-- START OF Document text --
Historians can find records of needlework schools popping up all over Europe and America starting in the early 1800's.  These were ‘finishing schools’ designed to prepare young ladies for life in society, or they were Lace Work schools established in Ireland to help those folks support themselves during the Potato Famine of the 1830's.

Oddly enough, it was these schools in Ireland that provided a crushing blow to Crochet: with the importance of ‘appearances’ that the Victorian Europeans placed on their lives, doing the same needlework that the Irish peasants were doing was considered ‘beneath’ them.  

About this time, Diego de la Branchardiere (Queen Victoria’s personal needlework teacher) had successfully translated tatted lace patterns into crochet, thus making Crocheted Lace quick and easy to produce.  

Since it did not take as much time, Crocheted Lace wasn’t as highly prized as tatting or cut work or netted lace.  Queen Victoria purposefully learned to crochet and began to personally promote crocheted lace to help her Irish peasants to support themselves.
-- END OF Document text --
§ **Objectives**
**A.** Decide whether each statement agrees with the crochet history text. Answer yes or no for each, and quote the words of the text that settle it. (i) Queen Victoria learned to crochet on purpose. (ii) Crocheted Lace was more highly prized than tatting. (iii) Diego de la Branchardiere translated crochet patterns into tatted lace.
**B.** Carry the crochet history passage forward with a few more sentences, starting right after its final sentence.
-- START OF Extracted records --
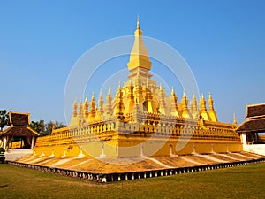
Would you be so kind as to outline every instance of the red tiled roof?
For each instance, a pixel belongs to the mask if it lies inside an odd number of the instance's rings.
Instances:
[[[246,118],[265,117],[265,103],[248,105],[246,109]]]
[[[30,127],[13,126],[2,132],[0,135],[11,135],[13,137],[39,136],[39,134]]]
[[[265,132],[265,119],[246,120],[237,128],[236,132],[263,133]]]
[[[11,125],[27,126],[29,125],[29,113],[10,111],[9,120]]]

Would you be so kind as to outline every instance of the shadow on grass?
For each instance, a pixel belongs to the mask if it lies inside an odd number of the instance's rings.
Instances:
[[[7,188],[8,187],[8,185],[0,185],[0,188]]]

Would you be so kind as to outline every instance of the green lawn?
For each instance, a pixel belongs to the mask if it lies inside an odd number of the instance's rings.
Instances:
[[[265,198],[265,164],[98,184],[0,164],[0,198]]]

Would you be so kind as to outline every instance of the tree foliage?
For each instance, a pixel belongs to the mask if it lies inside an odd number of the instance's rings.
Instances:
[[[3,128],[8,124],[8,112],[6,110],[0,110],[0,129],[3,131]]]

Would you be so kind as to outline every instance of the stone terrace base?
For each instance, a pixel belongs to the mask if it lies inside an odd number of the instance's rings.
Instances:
-- END OF Extracted records --
§ **Results of the exercise**
**A.**
(i) Yes: "Queen Victoria purposefully learned to crochet"
(ii) No: "Crocheted Lace wasn’t as highly prized as tatting or cut work or netted lace"
(iii) No: "had successfully translated tatted lace patterns into crochet"

**B.**
Here in the US, we have letters and correspondence of ladies describing how they would dismantle one piece of crochet, so that the thread could be used in a more current piece.  Thread had to be imported from Europe, so recycling old needlework was the norm for American needleworkers.  

It wasn’t until the mid to late 1800's that the milling and spinning industry in the States took over the world market, and American needleworkers had inexpensive yarns and threads available.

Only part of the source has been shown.